## Given task
Copy the material below line for line, leaving out the picture.

## Records from a dataset
####
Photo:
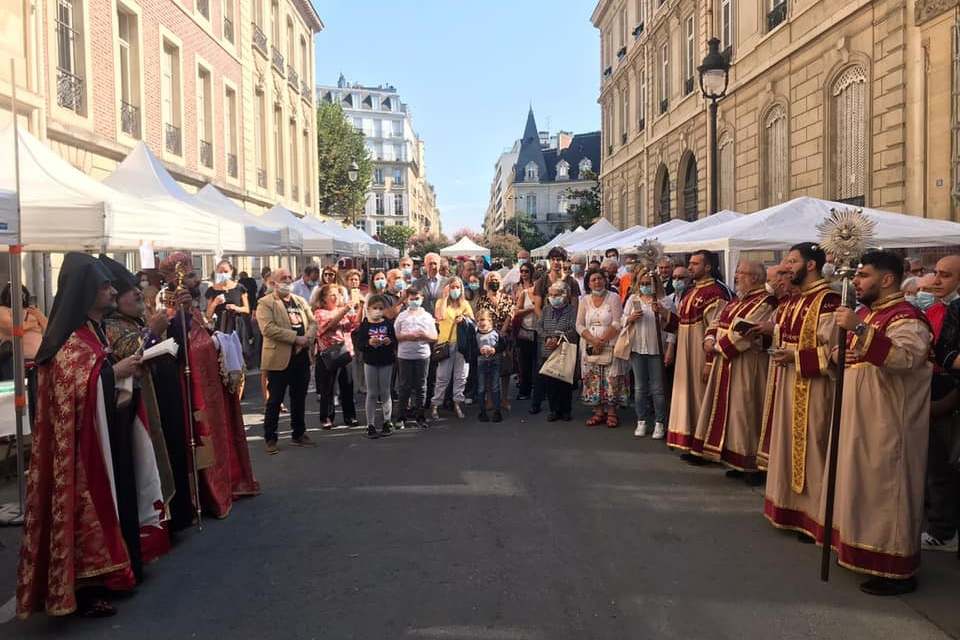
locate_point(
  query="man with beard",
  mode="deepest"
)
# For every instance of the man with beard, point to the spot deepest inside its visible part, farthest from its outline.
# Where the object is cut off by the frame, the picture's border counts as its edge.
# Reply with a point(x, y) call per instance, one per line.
####
## Complete answer
Photo:
locate_point(
  query="man with beard",
  mode="deepest"
)
# For every instance of the man with beard, point to the spot deepest inside its visible part, farthest from its outline.
# Where the object is cut off by the frame, the picture's border counts as its edge.
# Reply with a point(x, y) call per instance, one per line.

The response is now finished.